INSTRUCTIONS FOR THE TASK:
Below are entries; copy exactly the lines from the one with "Target: eyeglasses" through the one with "Target: man's left hand", both included, and leave out the rest.

DATA EXCERPTS:

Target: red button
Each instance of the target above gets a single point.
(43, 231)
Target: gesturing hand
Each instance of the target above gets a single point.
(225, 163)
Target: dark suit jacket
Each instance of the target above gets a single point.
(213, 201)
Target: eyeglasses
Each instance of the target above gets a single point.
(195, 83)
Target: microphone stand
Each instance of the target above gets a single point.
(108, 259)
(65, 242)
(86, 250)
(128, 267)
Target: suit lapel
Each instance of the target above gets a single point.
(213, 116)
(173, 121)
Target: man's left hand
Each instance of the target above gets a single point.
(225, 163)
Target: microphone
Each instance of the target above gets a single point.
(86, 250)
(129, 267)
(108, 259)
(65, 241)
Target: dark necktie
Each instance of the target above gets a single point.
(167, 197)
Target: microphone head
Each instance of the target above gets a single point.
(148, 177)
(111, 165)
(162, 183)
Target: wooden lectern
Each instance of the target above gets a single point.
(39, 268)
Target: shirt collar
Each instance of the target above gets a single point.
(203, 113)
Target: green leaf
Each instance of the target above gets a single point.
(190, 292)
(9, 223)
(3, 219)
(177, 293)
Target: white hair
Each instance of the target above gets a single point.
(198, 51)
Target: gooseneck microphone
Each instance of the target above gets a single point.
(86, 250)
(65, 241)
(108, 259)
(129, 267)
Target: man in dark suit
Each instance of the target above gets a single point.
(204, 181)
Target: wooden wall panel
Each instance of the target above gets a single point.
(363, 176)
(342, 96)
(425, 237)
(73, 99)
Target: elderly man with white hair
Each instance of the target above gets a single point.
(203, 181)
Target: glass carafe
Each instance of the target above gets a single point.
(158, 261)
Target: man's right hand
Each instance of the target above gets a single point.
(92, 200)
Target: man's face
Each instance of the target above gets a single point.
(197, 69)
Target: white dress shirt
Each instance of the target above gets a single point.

RESPONSE BELOW:
Target: eyeglasses
Each instance of the target above gets a single point.
(195, 83)
Target: microphone stand
Each instance of the target above gets a single point.
(108, 259)
(65, 242)
(86, 250)
(128, 267)
Target: suit lapel
Each instance of the target above gets a single point.
(213, 116)
(173, 121)
Target: man's left hand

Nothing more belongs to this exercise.